Exercise goal - Whenever a line below includes the word "illuminated", copy that line.

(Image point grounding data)
┄┄┄┄┄┄
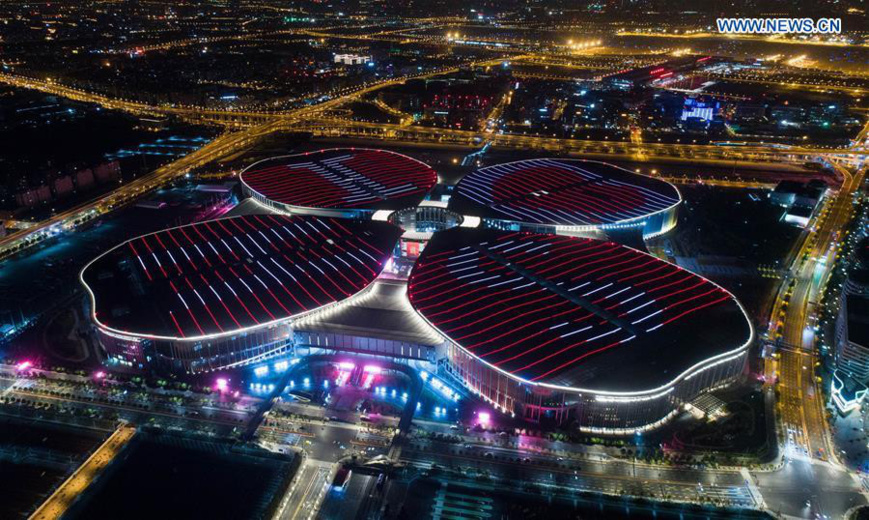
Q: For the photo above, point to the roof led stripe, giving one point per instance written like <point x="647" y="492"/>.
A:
<point x="575" y="323"/>
<point x="564" y="192"/>
<point x="347" y="178"/>
<point x="259" y="275"/>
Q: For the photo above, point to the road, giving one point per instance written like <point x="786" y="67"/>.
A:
<point x="801" y="402"/>
<point x="221" y="147"/>
<point x="65" y="495"/>
<point x="310" y="487"/>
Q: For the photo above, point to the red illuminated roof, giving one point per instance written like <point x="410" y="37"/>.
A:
<point x="570" y="311"/>
<point x="342" y="178"/>
<point x="562" y="192"/>
<point x="223" y="276"/>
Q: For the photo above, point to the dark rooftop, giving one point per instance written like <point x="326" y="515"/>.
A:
<point x="572" y="311"/>
<point x="561" y="192"/>
<point x="858" y="319"/>
<point x="219" y="276"/>
<point x="342" y="178"/>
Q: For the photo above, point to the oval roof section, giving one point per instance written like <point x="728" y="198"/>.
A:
<point x="573" y="312"/>
<point x="229" y="275"/>
<point x="562" y="192"/>
<point x="342" y="178"/>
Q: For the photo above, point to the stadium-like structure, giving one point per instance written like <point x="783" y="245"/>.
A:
<point x="573" y="326"/>
<point x="567" y="197"/>
<point x="343" y="182"/>
<point x="533" y="306"/>
<point x="225" y="292"/>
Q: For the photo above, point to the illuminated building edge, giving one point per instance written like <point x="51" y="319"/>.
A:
<point x="596" y="411"/>
<point x="217" y="351"/>
<point x="651" y="225"/>
<point x="290" y="209"/>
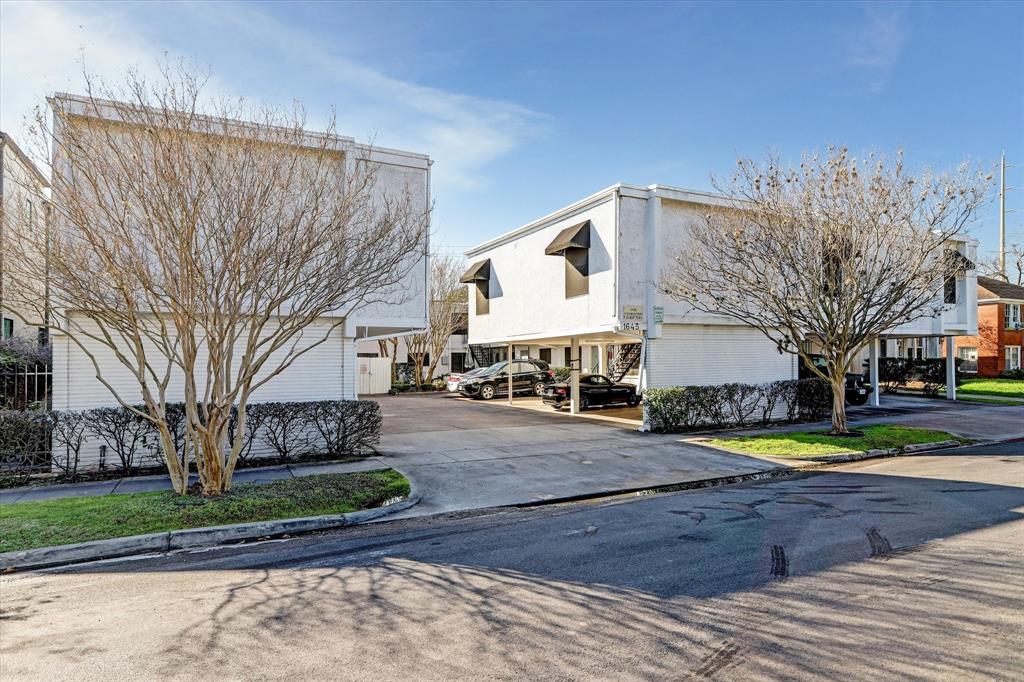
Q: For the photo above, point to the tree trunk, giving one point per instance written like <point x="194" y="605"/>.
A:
<point x="839" y="406"/>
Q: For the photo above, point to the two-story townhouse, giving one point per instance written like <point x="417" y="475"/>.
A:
<point x="997" y="345"/>
<point x="23" y="205"/>
<point x="579" y="287"/>
<point x="327" y="371"/>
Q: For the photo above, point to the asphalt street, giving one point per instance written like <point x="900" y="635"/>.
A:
<point x="900" y="568"/>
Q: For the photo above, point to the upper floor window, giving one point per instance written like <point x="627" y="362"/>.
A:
<point x="573" y="244"/>
<point x="479" y="274"/>
<point x="956" y="266"/>
<point x="1012" y="315"/>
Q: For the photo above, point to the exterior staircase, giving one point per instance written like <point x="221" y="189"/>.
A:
<point x="482" y="355"/>
<point x="626" y="357"/>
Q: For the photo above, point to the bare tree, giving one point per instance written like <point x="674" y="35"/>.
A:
<point x="215" y="249"/>
<point x="836" y="252"/>
<point x="448" y="298"/>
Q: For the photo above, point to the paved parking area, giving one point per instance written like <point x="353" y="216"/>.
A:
<point x="468" y="454"/>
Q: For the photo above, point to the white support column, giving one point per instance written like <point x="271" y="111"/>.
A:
<point x="872" y="369"/>
<point x="950" y="368"/>
<point x="509" y="372"/>
<point x="574" y="375"/>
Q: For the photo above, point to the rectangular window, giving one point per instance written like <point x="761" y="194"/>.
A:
<point x="458" y="361"/>
<point x="969" y="357"/>
<point x="1012" y="315"/>
<point x="1013" y="357"/>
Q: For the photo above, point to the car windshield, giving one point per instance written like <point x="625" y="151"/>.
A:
<point x="496" y="368"/>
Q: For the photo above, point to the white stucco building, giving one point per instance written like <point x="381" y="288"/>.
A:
<point x="586" y="275"/>
<point x="23" y="201"/>
<point x="327" y="372"/>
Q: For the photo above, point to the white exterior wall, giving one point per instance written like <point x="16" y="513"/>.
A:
<point x="527" y="288"/>
<point x="327" y="372"/>
<point x="19" y="182"/>
<point x="648" y="225"/>
<point x="324" y="373"/>
<point x="706" y="354"/>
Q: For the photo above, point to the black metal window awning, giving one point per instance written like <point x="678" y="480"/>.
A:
<point x="478" y="271"/>
<point x="577" y="237"/>
<point x="960" y="262"/>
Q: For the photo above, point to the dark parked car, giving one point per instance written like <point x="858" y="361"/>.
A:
<point x="594" y="389"/>
<point x="528" y="376"/>
<point x="857" y="389"/>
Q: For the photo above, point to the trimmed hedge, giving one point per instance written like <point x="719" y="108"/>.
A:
<point x="280" y="431"/>
<point x="692" y="408"/>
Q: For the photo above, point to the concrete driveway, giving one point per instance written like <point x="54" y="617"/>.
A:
<point x="467" y="455"/>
┄┄┄┄┄┄
Answer to the exercise -
Q: For the photo above, point to the red illuminated roof, giving one point per instance written like <point x="410" y="37"/>.
Q: For the photo above, point to the illuminated building edge, giving one point per instance written like <point x="51" y="319"/>.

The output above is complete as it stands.